:: PASSAGE TO READ
In meetings in October and in November, Toshiba repeated its demand for Copy-Data's financial statements; Copy-Data claimed they were not yet available from its auditors.
In these meetings, Toshiba again took the position that Copy-Data did not have an exclusive distributorship in the Northeast and reiterated its intent to compete on the wholesale level in that area. Toshiba also asserted that Copy-Data was overdue on its account, and that fact, along with its failure to submit financial statements, made it impossible to discuss credit arrangements. At the second meeting, Copy-Data conceded that it was somewhat behind in its payments, although not in the amount claimed by Toshiba. Copy-Data offered to pay cash for any plain paper copiers available, but Toshiba refused to deliver until the credit situation was cleared up. Because the new copiers did not become available in significant quantities until January, 1975, this refusal was not of commercial significance.
Later in November, Copy-Data gave Toshiba its 1974 financial statement. Touche, Ross & Co. had dated its report on the statement August 23. Copy-Data's 10K statement was signed by its Vice President on August 28, but it was not filed with the Securities and Exchange Commission until November 7.
The financial statement (including Synergistics) showed disastrous losses. For the fiscal year ending in June, 1974, Copy-Data lost $49,000 on revenues of $3,163,000. Working capital had evaporated and was now a deficit of $232,000. Synergistics' total sales were $1,218,000, including $913,000 of Toshiba equipment, but it lost $4,000. Finally, and most significantly, Copy-Data's auditors, Touche, Ross & Co., refused to express an opinion on the financial statements, because "it [was] impossible to determine the future operational activity of the Company."
::::
§ GIVEN REQUEST 1
List every dollar amount that appears in the passage on Toshiba and Copy-Data above.
§ GIVEN REQUEST 2
Answer these from the passage on Toshiba and Copy-Data above:
(a) What did Copy-Data offer to pay cash for?
(b) On what date was Copy-Data's 10K statement filed with the Securities and Exchange Commission?
(c) What reason did Touche, Ross & Co. give for refusing to express an opinion on the financial statements?
:: RECORDS SUPPLIED
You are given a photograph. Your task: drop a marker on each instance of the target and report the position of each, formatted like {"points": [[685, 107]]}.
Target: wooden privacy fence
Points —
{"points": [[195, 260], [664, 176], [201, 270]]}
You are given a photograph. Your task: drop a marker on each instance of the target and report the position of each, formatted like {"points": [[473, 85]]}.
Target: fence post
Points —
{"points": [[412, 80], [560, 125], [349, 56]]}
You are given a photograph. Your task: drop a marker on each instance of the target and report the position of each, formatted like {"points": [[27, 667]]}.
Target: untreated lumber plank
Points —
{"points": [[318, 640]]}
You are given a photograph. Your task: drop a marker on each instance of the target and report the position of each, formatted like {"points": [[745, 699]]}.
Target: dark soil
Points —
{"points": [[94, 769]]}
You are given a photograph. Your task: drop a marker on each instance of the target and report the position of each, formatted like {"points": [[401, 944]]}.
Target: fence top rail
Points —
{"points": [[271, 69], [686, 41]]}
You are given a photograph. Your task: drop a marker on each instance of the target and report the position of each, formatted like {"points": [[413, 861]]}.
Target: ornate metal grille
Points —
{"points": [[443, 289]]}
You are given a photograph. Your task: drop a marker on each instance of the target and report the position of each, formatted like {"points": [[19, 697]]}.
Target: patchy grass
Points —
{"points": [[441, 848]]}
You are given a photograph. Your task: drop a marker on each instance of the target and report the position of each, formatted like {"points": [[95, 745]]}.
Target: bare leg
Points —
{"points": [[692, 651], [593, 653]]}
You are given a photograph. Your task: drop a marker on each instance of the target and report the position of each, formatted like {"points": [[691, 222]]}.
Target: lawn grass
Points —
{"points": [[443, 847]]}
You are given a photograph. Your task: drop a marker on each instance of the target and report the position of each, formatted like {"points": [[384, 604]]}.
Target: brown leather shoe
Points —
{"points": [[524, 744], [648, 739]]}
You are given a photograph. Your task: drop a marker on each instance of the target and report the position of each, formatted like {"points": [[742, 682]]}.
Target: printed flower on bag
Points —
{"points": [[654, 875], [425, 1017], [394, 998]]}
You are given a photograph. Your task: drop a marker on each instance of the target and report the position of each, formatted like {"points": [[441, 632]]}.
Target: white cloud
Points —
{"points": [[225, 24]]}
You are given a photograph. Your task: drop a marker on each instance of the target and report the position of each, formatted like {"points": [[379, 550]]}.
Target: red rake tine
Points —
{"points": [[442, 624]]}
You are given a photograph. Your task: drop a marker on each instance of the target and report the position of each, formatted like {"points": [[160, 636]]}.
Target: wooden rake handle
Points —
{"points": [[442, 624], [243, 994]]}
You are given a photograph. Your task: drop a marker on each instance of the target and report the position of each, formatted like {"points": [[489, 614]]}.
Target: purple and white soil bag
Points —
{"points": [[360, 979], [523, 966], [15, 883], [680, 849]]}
::::
§ COMPLETE RESPONSE 1
$49,000
$3,163,000
$232,000
$1,218,000
$913,000
$4,000

§ COMPLETE RESPONSE 2
(a) Any plain paper copiers that were available.
(b) November 7.
(c) It was "impossible to determine the future operational activity of the Company."